» Required actions
1 – Copy the Python file watcher code verbatim from "Main file watcher" to "logger = logging.getLogger(__name__)".
2 – Write the next part of the Python file watcher code, starting right after its last line.

» Given text
"""
Main file watcher implementation using watchdog library.
"""
import logging
from concurrent.futures import ThreadPoolExecutor
from pathlib import Path
from typing import Callable, Any, Optional, List, Set
from nabu.file_watcher.debouncer import FileChangeDebouncer
from nabu.file_watcher.filters import FileFilter
from nabu.file_watcher.events import FileChangeEvent, FileChangeType
logger = logging.getLogger(__name__)
class FileWatcher:
"""
Elegant file system watcher with debouncing and filtering.
Features:
- Monitors codebase directory for file changes
- Debounces events (accumulates changes, fires after inactivity)
- Filters files using gitignore-style patterns
- Thread-safe callback execution via thread pool
- Graceful start/stop with cleanup
- Decoupled design - no hard dependencies on nabu internals
Example:
# Simple usage
def handle_change(file_path: str):
print(f"File changed: {file_path}")
watcher = FileWatcher(
codebase_path="/path/to/code",
on_file_changed=handle_change,
debounce_seconds=5.0
)
watcher.start()
# ... watcher runs in background ...
watcher.stop()
Example with incremental updater:
from nabu.incremental import IncrementalUpdater
updater = IncrementalUpdater("nabu.kuzu")
watcher = FileWatcher(
codebase_path="/path/to/code",
on_file_changed=updater.update_file,
debounce_seconds=5.0,
watch_extensions=['.py', '.java', '.cpp']
)
watcher.start()
"""
def __init__(
self,
codebase_path: str,
on_file_changed: Callable[[str], Any],
debounce_seconds: float = 5.0,
ignore_patterns: Optional[List[str]] = None,
watch_extensions: Optional[List[str]] = None,
executor: Optional[ThreadPoolExecutor] = None
):
"""
Initialize file watcher.

» Information supplied
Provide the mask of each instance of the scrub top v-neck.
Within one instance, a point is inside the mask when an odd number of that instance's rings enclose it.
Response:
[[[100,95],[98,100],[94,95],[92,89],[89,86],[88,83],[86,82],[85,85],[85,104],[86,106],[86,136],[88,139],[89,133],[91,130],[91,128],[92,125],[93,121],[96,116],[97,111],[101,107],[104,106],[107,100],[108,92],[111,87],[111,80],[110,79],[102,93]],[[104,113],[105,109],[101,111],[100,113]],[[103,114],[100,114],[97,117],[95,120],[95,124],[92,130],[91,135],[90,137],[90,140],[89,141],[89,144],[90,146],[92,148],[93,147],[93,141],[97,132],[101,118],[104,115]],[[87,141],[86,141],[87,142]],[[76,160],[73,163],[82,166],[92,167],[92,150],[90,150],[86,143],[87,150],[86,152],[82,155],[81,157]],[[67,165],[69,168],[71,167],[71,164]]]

» Exercise answers
1 –
Main file watcher implementation using watchdog library.
"""
import logging
from concurrent.futures import ThreadPoolExecutor
from pathlib import Path
from typing import Callable, Any, Optional, List, Set
from nabu.file_watcher.debouncer import FileChangeDebouncer
from nabu.file_watcher.filters import FileFilter
from nabu.file_watcher.events import FileChangeEvent, FileChangeType
logger = logging.getLogger(__name__)

2 –
Args:
codebase_path: Root directory to watch
on_file_changed: Callback function(file_path: str) -> Any
Called for each changed file (in thread pool)
debounce_seconds: Seconds to wait after last change before processing
ignore_patterns: Gitignore-style patterns to exclude (None = use defaults)
watch_extensions: File extensions to watch (None = watch all)
executor: Optional ThreadPoolExecutor for callbacks
(None = create with max_workers=1 for serial execution)
"""
self.codebase_path = Path(codebase_path).resolve()
self.on_file_changed = on_file_changed
self.debounce_seconds = debounce_seconds
# Validate codebase path
if not self.codebase_path.exists():
raise ValueError(f"Codebase path does not exist: {self.codebase_path}")
if not self.codebase_path.is_dir():
raise ValueError(f"Codebase path is not a directory: {self.codebase_path}")
# Setup file filter
if ignore_patterns is None:
ignore_patterns = FileFilter.default_ignores()
self.file_filter = FileFilter(
ignore_patterns=ignore_patterns,
watch_extensions=watch_extensions,
codebase_path=self.codebase_path
)
# Setup debouncer
self.debouncer = FileChangeDebouncer(
callback=self._process_batch,
delay_seconds=debounce_seconds
)
# Thread pool for callback execution (serial by default for thread safety)
self.executor = executor or ThreadPoolExecutor(
max_workers=1,
thread_name_prefix="nabu_watcher"
)
self._owns_executor = (executor is None)
# Watchdog components (initialized on start)
self.observer = None
self._event_handler = None
self._running = False
logger.info(
f"FileWatcher initialized: path={self.codebase_path}, "
f"debounce={debounce_seconds}s, "
f"extensions={watch_extensions or 'all'}"
)
def start(self) -> None:
"""
Start watching for file changes.
Spawns watchdog observer in background thread.
Raises:
RuntimeError: If already started
ImportError: If watchdog library not available
"""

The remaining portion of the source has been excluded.